From: yangerkun <yangerkun@huaweicloud.com>
To: Chuck Lever <chuck.lever@oracle.com>,
cel@kernel.org, Hugh Dickins <hughd@google.com>,
Christian Brauner <brauner@kernel.org>,
Al Viro <viro@zeniv.linux.org.uk>
Cc: linux-fsdevel@vger.kernel.org, linux-mm@kvack.org, yukuai3@huawei.com
Subject: Re: [PATCH v6 5/5] libfs: Use d_children list to iterate simple_offset directories
Date: Tue, 24 Dec 2024 21:57:50 +0800 [thread overview]
Message-ID: <75a58251-27b7-9309-cb2a-e614dc29cb49@huaweicloud.com> (raw)
In-Reply-To: <71bbbf23-361b-4461-9739-ede4f120c982@oracle.com>
在 2024/12/24 21:52, Chuck Lever 写道:
> On 12/23/24 11:40 PM, yangerkun wrote:
>>
>>
>> 在 2024/12/23 22:44, Chuck Lever 写道:
>>> On 12/23/24 9:21 AM, yangerkun wrote:
>>>>
>>>>
>>>> 在 2024/12/20 23:33, cel@kernel.org 写道:
>>>>> From: Chuck Lever <chuck.lever@oracle.com>
>>>>>
>>>>> The mtree mechanism has been effective at creating directory offsets
>>>>> that are stable over multiple opendir instances. However, it has not
>>>>> been able to handle the subtleties of renames that are concurrent
>>>>> with readdir.
>>>>>
>>>>> Instead of using the mtree to emit entries in the order of their
>>>>> offset values, use it only to map incoming ctx->pos to a starting
>>>>> entry. Then use the directory's d_children list, which is already
>>>>> maintained properly by the dcache, to find the next child to emit.
>>>>>
>>>>> One of the sneaky things about this is that when the mtree-allocated
>>>>> offset value wraps (which is very rare), looking up ctx->pos++ is
>>>>> not going to find the next entry; it will return NULL. Instead, by
>>>>> following the d_children list, the offset values can appear in any
>>>>> order but all of the entries in the directory will be visited
>>>>> eventually.
>>>>>
>>>>> Note also that the readdir() is guaranteed to reach the tail of this
>>>>> list. Entries are added only at the head of d_children, and readdir
>>>>> walks from its current position in that list towards its tail.
>>>>>
>>>>> Signed-off-by: Chuck Lever <chuck.lever@oracle.com>
>>>>> ---
>>>>> fs/libfs.c | 84 ++++++++++++++++++++++++++++++++++++
>>>>> +-----------------
>>>>> 1 file changed, 58 insertions(+), 26 deletions(-)

Goal 1
Answer the following about the mailing-list message:
(a) Which file does the patch modify?
(b) Which list does the patch use to find the next child to emit?
(c) At which end of d_children are entries added?

Lines of data

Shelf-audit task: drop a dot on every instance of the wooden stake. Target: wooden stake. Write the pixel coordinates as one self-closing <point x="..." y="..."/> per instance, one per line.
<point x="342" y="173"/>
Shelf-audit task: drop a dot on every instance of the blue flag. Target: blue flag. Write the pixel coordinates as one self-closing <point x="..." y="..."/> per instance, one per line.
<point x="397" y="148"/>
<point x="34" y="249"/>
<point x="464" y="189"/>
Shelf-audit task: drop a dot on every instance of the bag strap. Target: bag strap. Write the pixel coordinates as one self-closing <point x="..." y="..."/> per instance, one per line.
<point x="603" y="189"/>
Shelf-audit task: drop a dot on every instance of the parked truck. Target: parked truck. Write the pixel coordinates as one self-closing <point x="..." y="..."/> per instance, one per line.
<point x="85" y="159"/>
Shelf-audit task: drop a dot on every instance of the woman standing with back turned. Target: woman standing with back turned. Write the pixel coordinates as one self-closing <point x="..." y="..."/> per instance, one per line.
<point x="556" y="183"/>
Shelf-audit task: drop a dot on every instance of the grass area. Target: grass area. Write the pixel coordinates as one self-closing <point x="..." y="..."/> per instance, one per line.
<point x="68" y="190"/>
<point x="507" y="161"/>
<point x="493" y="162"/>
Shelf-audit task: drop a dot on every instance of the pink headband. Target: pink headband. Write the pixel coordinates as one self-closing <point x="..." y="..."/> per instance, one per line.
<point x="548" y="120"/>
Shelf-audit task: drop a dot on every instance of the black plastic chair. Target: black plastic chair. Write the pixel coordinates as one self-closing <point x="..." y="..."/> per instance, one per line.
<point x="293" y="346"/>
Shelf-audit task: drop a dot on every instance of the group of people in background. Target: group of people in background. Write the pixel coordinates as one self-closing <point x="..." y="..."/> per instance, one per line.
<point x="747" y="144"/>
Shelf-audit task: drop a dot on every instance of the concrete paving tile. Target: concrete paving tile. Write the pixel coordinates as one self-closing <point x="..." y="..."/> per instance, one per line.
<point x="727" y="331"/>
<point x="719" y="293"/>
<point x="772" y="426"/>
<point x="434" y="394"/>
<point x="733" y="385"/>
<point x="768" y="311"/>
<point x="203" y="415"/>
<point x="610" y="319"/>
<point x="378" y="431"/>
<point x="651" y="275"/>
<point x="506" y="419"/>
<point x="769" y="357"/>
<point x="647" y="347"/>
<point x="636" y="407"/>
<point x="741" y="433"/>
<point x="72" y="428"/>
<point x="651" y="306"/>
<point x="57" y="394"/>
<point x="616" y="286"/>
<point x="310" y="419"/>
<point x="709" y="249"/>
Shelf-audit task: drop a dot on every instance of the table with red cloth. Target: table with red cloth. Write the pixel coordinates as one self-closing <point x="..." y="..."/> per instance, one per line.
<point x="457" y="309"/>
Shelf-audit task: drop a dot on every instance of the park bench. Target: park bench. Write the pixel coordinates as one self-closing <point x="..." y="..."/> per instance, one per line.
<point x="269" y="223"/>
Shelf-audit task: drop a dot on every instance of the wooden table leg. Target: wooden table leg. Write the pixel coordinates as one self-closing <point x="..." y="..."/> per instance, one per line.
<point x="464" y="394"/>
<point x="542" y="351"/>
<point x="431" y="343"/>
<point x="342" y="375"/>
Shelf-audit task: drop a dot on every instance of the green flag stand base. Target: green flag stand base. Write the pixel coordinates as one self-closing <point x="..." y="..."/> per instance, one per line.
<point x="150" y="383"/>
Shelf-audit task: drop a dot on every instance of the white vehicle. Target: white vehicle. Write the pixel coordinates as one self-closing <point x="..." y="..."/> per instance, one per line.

Goal 2
Return every line of the listing that contains the string "with".

Full response 1
(a) fs/libfs.c
(b) The directory's d_children list
(c) Only at the head

Full response 2
Shelf-audit task: drop a dot on every instance of the woman standing with back turned. Target: woman standing with back turned. Write the pixel coordinates as one self-closing <point x="..." y="..."/> per instance, one per line.
Shelf-audit task: drop a dot on every instance of the table with red cloth. Target: table with red cloth. Write the pixel coordinates as one self-closing <point x="..." y="..."/> per instance, one per line.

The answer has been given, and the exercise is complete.